Replace "thickest part" with "widest part" throughout the rows below, and write them out again with nothing else changed.

--- START OF Items ---

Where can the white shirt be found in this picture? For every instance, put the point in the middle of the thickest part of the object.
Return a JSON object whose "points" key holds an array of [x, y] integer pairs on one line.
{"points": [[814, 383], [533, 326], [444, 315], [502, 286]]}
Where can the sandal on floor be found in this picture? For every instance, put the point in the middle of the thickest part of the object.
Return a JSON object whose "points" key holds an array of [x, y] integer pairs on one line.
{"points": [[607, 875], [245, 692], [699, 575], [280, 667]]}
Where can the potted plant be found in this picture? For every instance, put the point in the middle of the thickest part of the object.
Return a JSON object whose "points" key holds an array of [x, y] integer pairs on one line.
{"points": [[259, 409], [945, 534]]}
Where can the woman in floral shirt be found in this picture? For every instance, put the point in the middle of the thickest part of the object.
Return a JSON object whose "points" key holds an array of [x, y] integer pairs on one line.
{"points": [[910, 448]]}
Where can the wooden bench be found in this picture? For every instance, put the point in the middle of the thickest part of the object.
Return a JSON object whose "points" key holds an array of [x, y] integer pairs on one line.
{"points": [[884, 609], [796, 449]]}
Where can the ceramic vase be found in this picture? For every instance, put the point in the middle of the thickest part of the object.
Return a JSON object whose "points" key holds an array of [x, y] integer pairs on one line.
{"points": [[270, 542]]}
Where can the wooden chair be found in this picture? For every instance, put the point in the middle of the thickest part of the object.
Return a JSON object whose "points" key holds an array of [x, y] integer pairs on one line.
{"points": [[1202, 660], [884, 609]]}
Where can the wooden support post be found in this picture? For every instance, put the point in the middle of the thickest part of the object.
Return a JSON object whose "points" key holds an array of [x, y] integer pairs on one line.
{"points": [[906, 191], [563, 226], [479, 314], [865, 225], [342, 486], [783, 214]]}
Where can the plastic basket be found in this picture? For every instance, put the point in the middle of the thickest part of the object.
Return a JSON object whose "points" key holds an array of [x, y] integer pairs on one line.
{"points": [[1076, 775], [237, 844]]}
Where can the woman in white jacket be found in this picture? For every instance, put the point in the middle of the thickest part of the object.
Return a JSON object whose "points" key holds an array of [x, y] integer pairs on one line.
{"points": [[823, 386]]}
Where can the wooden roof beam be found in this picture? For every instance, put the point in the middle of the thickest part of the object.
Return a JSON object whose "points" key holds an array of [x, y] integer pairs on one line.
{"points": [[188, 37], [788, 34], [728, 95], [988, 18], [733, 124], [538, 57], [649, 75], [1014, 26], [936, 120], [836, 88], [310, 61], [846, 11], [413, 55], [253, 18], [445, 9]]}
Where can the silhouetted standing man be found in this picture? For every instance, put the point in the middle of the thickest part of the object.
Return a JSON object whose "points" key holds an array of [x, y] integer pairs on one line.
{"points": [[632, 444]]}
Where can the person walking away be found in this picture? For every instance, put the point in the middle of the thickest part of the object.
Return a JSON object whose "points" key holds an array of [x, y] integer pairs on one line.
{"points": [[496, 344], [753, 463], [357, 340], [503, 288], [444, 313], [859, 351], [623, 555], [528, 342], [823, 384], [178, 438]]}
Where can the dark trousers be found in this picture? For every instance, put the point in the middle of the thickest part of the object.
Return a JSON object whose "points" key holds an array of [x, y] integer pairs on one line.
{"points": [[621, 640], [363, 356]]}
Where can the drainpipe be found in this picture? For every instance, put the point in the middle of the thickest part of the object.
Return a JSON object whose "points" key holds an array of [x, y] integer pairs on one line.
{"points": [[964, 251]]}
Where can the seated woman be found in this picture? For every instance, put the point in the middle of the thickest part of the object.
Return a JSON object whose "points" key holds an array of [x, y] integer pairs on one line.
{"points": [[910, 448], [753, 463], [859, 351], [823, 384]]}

--- END OF Items ---

Full answer:
Where can the white shirt be found in this picture? For every instance, put the point in the middle of the widest part of the object.
Return a JSON object whose "points" key holds an array of [x, y] integer pairs on one line.
{"points": [[814, 383], [533, 326], [444, 315], [502, 286]]}
Where can the sandal on floor be found in this picture? For every instance, put the point in the middle of the widest part of the object.
Return a JSON object whose "points" key holds an array of [x, y] integer pairs on one line.
{"points": [[607, 875], [245, 692], [699, 575], [280, 667]]}
Where can the potted plant be found in this picture? For every instance, put the point in the middle of the widest part of the object.
Return a JSON object whose "points" key holds an array of [x, y] integer pairs on one line.
{"points": [[259, 409], [945, 534]]}
Where can the woman in floral shirt be found in this picture? For every instance, put the point in the middle of the widest part of the object.
Return a JSON object whose "points" key holds an array of [x, y] integer pairs on one line.
{"points": [[910, 448]]}
Where can the wooden bench be found in this picture? For every instance, put the point in the middle of the widest part of the object.
Return a JSON object whose "points" key holds an array of [x, y] integer pairs on one line.
{"points": [[884, 609], [796, 449]]}
Where can the ceramic vase be found in this picture? For every instance, put the point in the middle of the widest part of the object.
Return a JSON object whose "points" key holds an array of [x, y] integer pairs on one line.
{"points": [[270, 542]]}
Where can the wooden chair be found in this picture? For every instance, put the point in the middle of the widest part of the object.
Return a JSON object whose "points" key holds an array of [x, y] integer pairs on one line.
{"points": [[1202, 660], [884, 609]]}
Where can the wooden support post be found in this picture? For every instance, put the point in the middle of the widest part of the object.
Return a JSON object whose "points" key holds an array of [x, y] integer pairs on one line.
{"points": [[906, 191], [563, 226], [479, 314], [865, 225], [342, 486], [783, 214]]}
Where can the plastic basket be found in this picture? For every instance, put the point in the middle of the widest part of the object.
Return a JSON object whose "points" key holds an array of [x, y] integer pairs on one line.
{"points": [[1076, 775], [237, 844]]}
Where can the woman in white jacket be found in this picture? For every instance, put the point in the middle of the widest part of the object.
Return a JSON object whose "points" key holds an array of [x, y] integer pairs on one line.
{"points": [[823, 386]]}
Where can the wooden roof beam be found in this picture? For every instance, put the point in the middle of the widest part of the object.
Return a JSON object whose "points" key holds an array of [x, y] integer pairs on one line.
{"points": [[188, 37], [788, 34], [728, 95], [988, 18], [733, 124], [538, 57], [649, 75], [1014, 26], [936, 120], [836, 88], [310, 61], [846, 11], [413, 55], [253, 18], [445, 9]]}
Where can the silhouetted standing man be found in this picture? For every instance, put the point in the middle of the widest part of the object.
Return a JSON object whose "points" key holds an array of [x, y] integer pairs on one line.
{"points": [[632, 444]]}
Where can the person walking away be found in this picture? For every instance, put the point in the middle of the widest part of the object.
Return a JSON object whose "points" key holds an array of [x, y] integer pairs on one line.
{"points": [[496, 344], [753, 463], [357, 340], [503, 288], [444, 313], [859, 351], [623, 555], [528, 342], [823, 384], [178, 438]]}
Where can the dark trousers be found in this picture? For every instance, put the point in the middle of the widest part of the object.
Return a JSON object whose "points" key holds an array of [x, y] integer pairs on one line.
{"points": [[621, 640], [363, 356]]}
Where can the drainpipe be found in this picture? For every instance, put the point in the middle of the widest part of the object.
Return a JSON object whose "points" key holds an array of [x, y] integer pairs on one line.
{"points": [[964, 251]]}
Where can the seated woman be found in this picture? For every instance, put the point in the middle of the widest part of the object.
Return a JSON object whose "points" key holds an array of [x, y] integer pairs on one line.
{"points": [[910, 448], [753, 463], [859, 351], [823, 384]]}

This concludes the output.